:: Text shown ::

We list some of our current projects below, and you can see recent past projects by clicking the link near the top of the page.

Current Projects

Most of the geodynamics group is involved in one way or another with each of the projects listed below. We list them here organized by the faculty member leading or overseeing the project. For projects involving or being led by graduate students, their names are listed with the titles.

Scott Johnson

I have a wide variety of interests in the general fields of structural geology, microstructural processes and rheology. Below are a few of the projects that I am currently and/or perpetually involved in, but I often engage in new projects in response to the interests and strengths of my incoming graduate students.

  • General problems in microstructural and rheological evolution with changing strain and metamorphic conditions.
  • General problems in the transport and emplacement of igneous intrusions. Current projects focus on the subvolcanic systems in coastal Maine.
  • Earthquake mechanics and geology with particular emphasis on the
    development of damage zones around deeply eroded continental strike-slip faults (collaborative with Senthil Vel in Mechanical Engineering).
  • The role of geological structures and microstructures in generating seismic anisotropy in continental crust (collaborative with Senthil Vel in Mechanical Engineering and David Okaya at the University of Southern California).
  • The role of phase changes and fluid expansion in the development of microcracks, elevated pore pressures and transient permeability in rocks (collaborative with Zhihe Jin in Mechanical Engineering).

:::
:: Information supplied ::

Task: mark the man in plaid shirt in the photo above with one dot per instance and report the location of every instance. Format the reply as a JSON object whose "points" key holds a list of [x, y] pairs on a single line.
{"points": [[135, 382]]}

:::

▶ **Challenges**
1) In the geodynamics projects text, where are the subvolcanic systems that the current intrusion projects focus on?
2) Carry on the geodynamics projects text from its last sentence.

▶ **Answers by task**
1) Coastal Maine.

2)
Alicia (Cici) Cruz-Uribe

  • Sulfur isotope systematics in subduction zones
  • Arc magma generation from melting of mélange diapirs
  • Understanding the spatial scale of trace element equilibrium and its relation to single element thermometry in metamorphic rocks
  • Development of LA-ICP-MS techniques and reference materials for Ti-in-Quartz thermobarometry
  • Formation and geochemistry of garnetite veins in eclogite


Chris Gerbi

My research is based primarily in viscous rheology: the relationship between stress and strain rate for the middle and lower continental crust, mantle, and ice.  In addition to those rheological projects I lead, I am interested in a wide variety of other investigations of rocks, ice, and atmospheric particles, most with some component of microanalysis.  My ongoing projects include:

  • Mechanisms of shear zone formation in deep orogenic crust
  • 4D rheological structure of the lithosphere
  • Documenting and improving student understanding of the forces causing the movement of Earth materials
  • Patterns and geodynamic effects of strain localization in the lithosphere
  • Relationship between ice microstructure and flow strength (with Stephanie Mills)
  • Seismic and radar expressions of ice fabric (with Steve Bernsen)

Ed Grew

  • Characterization and dating of monazite and xenotime in metamorphic and plutonic rocks of the Larsemann Hills, Antarctica (with M.S. student Steven Spreitzer)
  • Origin of pegmatite and A-type granite in the Larsemann Hills and other areas in Prydz Bay,Antarctica
  • Mineral ecology, which is the study of the processes influencing the distribution, diversity, complexity and abundance of minerals, including the interactions of minerals with abiotic and biotic systems in the environment. My focus is on boron and beryllium minerals, such as boralsilite, Al16B6Si2O17 (photomicrograph)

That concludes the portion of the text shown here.